Extrait du texte ::
***

6.9.07

À la découverte du citron

Le 28 août 1998, je suis assise dans la navette qui joint le Québec à l’inconnu, qui me conduit à mon avion. Je suis seule. En effet, la présence de la dizaine de personnes qui m’entoure ne diminue pas l’effet de solitude qui s’est emparée de moi depuis la traverse de la douane. Mes amies, Aurélie, Andréanne, Lili et les autres, ainsi que Jean-Noël sont derrière moi et aucun retour n’est possible. Un non-retour définitif. Je réalise enfin, mais trop tard, que je suis faillible, que ceux que j’aime et qui me sont familiers me manqueront, parfois désespérément. J’ai dix-sept ans, mais je pleure des larmes de crocodile.

J’attéris à Toulouse. Une ville étudiante à forte immigration musulmane en France. Ma voisine de siège dans l’avion est une Ontarienne d’une cinquantaine d’années. Sa sœur habite Toulouse et elle passera des vacances auprès d’elle. Cette dame m’offre son numéro de téléphone : « Si tu as des problèmes… Ou quoi que ce soit, tu peux appeler. Ça va? » J’acquiesce et souris. J’ai 17 ans et ne suis pas tout à fait responsable, il est vrai. L’agence de placement non plus, n’est pas très responsable. On avait une entente : appeller une fois à Toulouse pour connaître les coordonnées de la famille Carrazzoni et prendre le train. L’agence ne répond pas. Au Québec, c’est ma cousine Joëlle qui fait le lien finalement entre l’agence et moi. Elle parle Espagnol. La pression a monté, mais c’est réglé : je pars demain prendre le train pour Alicante. J’appele la femme d’Ontario pour accepter son invite. Elle viendra me chercher. En attendant, je clique sur l’appareil. Durant la journée, je suis émerveillée comme une enfant qui découvre un grand papillon bigarré. Tout m’impressionne: les voitures compressées, les rues étroites, le canal, les passages, les toilettes payantes, les panneaux de signalisation. Je suis en pleine découverte, tel un enfant estomaqué que la terre soit ronde. Je soupe ensuite auprès des deux sœurs, en banlieue de Toulouse. Plus tard, elles m’inviteront à me plonger dans un bain et je pleurerais doucement au creux du lit d’invité. Leur discussion en sourdine se déroulera en anglais. Moi, la Québécoise, je ne pigerais rien, ce qui accentura mon dépaysement.

***

Entrées répertoriées ::

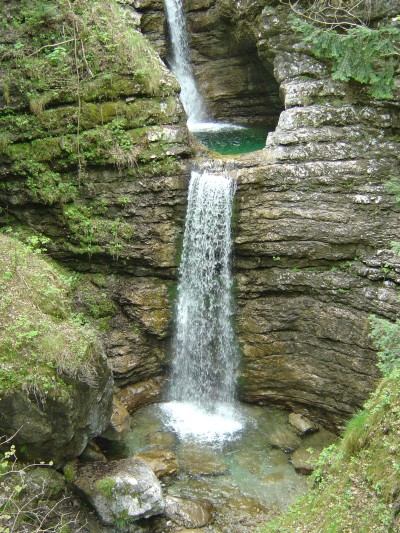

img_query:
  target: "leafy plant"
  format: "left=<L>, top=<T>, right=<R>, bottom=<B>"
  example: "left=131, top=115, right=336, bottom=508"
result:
left=290, top=17, right=400, bottom=99
left=370, top=316, right=400, bottom=375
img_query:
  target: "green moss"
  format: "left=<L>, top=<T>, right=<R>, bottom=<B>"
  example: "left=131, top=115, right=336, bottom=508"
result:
left=0, top=234, right=104, bottom=397
left=264, top=369, right=400, bottom=533
left=96, top=477, right=117, bottom=498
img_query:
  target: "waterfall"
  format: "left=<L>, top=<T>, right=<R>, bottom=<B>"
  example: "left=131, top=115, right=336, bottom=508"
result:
left=165, top=0, right=206, bottom=123
left=161, top=170, right=241, bottom=438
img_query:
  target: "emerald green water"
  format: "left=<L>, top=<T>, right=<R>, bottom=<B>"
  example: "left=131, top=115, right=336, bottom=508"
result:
left=189, top=123, right=273, bottom=155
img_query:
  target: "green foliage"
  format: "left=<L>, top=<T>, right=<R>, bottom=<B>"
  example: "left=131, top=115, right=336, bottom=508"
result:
left=290, top=17, right=400, bottom=99
left=0, top=437, right=80, bottom=533
left=370, top=316, right=400, bottom=376
left=96, top=477, right=117, bottom=498
left=264, top=368, right=400, bottom=533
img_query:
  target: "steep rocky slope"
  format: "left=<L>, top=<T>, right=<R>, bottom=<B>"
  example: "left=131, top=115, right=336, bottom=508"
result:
left=137, top=0, right=400, bottom=425
left=0, top=0, right=400, bottom=436
left=230, top=2, right=400, bottom=425
left=0, top=0, right=191, bottom=412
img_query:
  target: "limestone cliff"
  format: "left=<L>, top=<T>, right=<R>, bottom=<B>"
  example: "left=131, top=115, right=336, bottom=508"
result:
left=0, top=0, right=191, bottom=412
left=139, top=0, right=400, bottom=424
left=0, top=0, right=400, bottom=432
left=227, top=2, right=400, bottom=425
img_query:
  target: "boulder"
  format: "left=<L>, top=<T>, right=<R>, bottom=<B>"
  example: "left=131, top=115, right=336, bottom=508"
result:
left=291, top=429, right=339, bottom=475
left=117, top=378, right=163, bottom=414
left=0, top=350, right=113, bottom=466
left=73, top=459, right=165, bottom=526
left=266, top=426, right=301, bottom=453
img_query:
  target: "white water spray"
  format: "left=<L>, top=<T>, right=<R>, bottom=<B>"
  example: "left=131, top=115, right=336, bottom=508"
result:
left=165, top=0, right=206, bottom=123
left=164, top=167, right=241, bottom=440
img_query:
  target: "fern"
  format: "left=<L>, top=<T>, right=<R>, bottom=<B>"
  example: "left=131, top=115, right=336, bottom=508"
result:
left=290, top=17, right=400, bottom=100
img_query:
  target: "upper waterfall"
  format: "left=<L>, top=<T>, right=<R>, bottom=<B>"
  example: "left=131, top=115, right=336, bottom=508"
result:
left=165, top=0, right=206, bottom=123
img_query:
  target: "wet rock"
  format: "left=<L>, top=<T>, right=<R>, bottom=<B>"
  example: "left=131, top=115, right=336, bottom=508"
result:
left=291, top=446, right=320, bottom=476
left=101, top=394, right=131, bottom=440
left=117, top=378, right=163, bottom=414
left=178, top=444, right=229, bottom=476
left=164, top=496, right=213, bottom=529
left=133, top=450, right=179, bottom=483
left=291, top=429, right=339, bottom=475
left=73, top=459, right=165, bottom=526
left=147, top=431, right=177, bottom=450
left=24, top=468, right=65, bottom=500
left=79, top=441, right=107, bottom=463
left=289, top=413, right=319, bottom=437
left=266, top=426, right=301, bottom=453
left=0, top=347, right=113, bottom=466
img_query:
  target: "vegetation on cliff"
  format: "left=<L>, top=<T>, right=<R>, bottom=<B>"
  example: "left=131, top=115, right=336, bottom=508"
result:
left=281, top=0, right=400, bottom=99
left=0, top=229, right=107, bottom=402
left=0, top=0, right=187, bottom=258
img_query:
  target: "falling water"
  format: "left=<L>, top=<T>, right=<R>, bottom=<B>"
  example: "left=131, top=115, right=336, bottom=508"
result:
left=162, top=167, right=240, bottom=438
left=165, top=0, right=206, bottom=123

***

Défis ::
1. Répondez d'après l'extrait du texte :
(a) Quelle date est donnée pour le trajet en navette vers l'avion ?
(b) Dans quelle ville l'avion atterrit-il ?
(c) En quelle langue se déroule la discussion des deux sœurs ?
2. Convertissez s'il vous plaît en liste JSON de chaînes les lignes des entrées, à partir du début des entrées jusqu'à la ligne qui contient "left=370, top=316, right=400, bottom=375", cette ligne comprise. Mettez une chaîne par ligne, omettez les lignes vides et laissez les images de côté.

Réponses finales ::
1.
(a) Le 28 août 1998.
(b) À Toulouse.
(c) En anglais.

2.
[
  "img_query:",
  "  target: \"leafy plant\"",
  "  format: \"left=<L>, top=<T>, right=<R>, bottom=<B>\"",
  "  example: \"left=131, top=115, right=336, bottom=508\"",
  "result:",
  "left=290, top=17, right=400, bottom=99",
  "left=370, top=316, right=400, bottom=375"
]